* **What you should do**:
Copy the entries that start with the line containing "pixel 859 143." and end with the line containing "pixel 99 98", keeping both of those lines. Reproduce every line in that range without changing anything.

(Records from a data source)
•••

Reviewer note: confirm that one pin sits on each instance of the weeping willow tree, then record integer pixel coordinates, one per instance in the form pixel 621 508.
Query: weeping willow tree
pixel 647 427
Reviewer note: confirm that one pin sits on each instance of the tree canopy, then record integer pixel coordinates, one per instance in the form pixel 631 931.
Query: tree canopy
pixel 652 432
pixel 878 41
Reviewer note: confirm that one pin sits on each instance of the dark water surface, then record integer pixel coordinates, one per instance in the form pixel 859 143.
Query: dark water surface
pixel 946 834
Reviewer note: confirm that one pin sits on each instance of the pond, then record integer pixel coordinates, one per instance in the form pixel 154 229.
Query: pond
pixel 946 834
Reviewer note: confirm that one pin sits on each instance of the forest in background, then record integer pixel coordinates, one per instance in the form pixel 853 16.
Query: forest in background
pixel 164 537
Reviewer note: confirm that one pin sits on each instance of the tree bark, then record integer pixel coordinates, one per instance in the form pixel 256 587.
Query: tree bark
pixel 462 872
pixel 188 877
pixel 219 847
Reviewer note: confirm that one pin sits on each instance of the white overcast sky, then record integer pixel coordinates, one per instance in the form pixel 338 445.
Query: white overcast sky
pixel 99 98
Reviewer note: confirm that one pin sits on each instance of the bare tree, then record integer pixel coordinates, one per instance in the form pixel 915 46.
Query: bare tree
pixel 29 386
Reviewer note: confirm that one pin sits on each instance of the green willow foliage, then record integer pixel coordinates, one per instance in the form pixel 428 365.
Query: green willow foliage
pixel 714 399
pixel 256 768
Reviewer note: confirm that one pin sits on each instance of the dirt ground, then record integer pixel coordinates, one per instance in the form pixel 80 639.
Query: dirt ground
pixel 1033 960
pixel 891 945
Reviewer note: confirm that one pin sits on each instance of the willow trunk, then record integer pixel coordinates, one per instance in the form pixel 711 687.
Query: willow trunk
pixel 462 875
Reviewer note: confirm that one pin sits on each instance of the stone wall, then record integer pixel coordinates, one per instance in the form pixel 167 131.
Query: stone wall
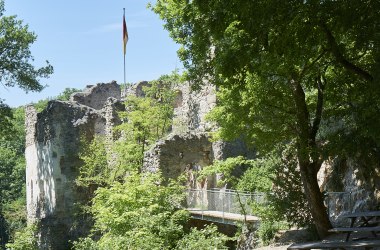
pixel 95 96
pixel 53 140
pixel 191 108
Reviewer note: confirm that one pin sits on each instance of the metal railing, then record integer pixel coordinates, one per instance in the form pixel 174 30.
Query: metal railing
pixel 223 200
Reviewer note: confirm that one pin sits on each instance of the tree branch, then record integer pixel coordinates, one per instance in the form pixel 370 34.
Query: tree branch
pixel 318 111
pixel 334 49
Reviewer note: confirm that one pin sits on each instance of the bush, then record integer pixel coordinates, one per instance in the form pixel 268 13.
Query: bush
pixel 25 239
pixel 204 239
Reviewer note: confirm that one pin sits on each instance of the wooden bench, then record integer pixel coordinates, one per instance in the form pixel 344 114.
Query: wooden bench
pixel 350 230
pixel 354 229
pixel 366 244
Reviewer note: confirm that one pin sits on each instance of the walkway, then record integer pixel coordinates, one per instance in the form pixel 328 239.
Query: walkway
pixel 222 205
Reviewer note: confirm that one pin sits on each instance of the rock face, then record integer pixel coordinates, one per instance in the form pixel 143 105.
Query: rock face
pixel 53 141
pixel 52 146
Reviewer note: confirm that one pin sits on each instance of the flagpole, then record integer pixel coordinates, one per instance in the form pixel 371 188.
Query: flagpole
pixel 124 45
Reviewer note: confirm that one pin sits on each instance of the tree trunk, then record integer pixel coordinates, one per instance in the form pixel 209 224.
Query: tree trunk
pixel 314 197
pixel 308 157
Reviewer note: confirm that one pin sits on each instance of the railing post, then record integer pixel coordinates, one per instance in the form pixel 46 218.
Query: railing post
pixel 223 207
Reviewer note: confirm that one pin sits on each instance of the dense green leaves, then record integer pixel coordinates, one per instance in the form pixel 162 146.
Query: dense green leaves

•••

* **Answer to the problem**:
Reviewer note: confirm that one pin sits on each instance of the dark water surface, then record integer pixel coordinates, one per instance in the form pixel 859 143.
Query: dark water surface
pixel 946 834
Reviewer note: confirm that one pin sits on each instance of the pond, then record integer pixel coordinates, one per instance in the form pixel 154 229.
Query: pond
pixel 946 834
Reviewer note: confirm that one pin sits on each instance of the forest in background, then record integer pixel coordinates, one per instance in the form pixel 853 16.
Query: forest in background
pixel 164 537
Reviewer note: confirm that one pin sits on each instance of the tree bark, then record integer pixel coordinates, one per instance in the form pixel 256 587.
Query: tree bark
pixel 462 872
pixel 188 877
pixel 219 847
Reviewer note: confirm that one pin sits on each instance of the white overcast sky, then record integer pixel coordinates, one per instance in the form pixel 338 445.
Query: white overcast sky
pixel 99 98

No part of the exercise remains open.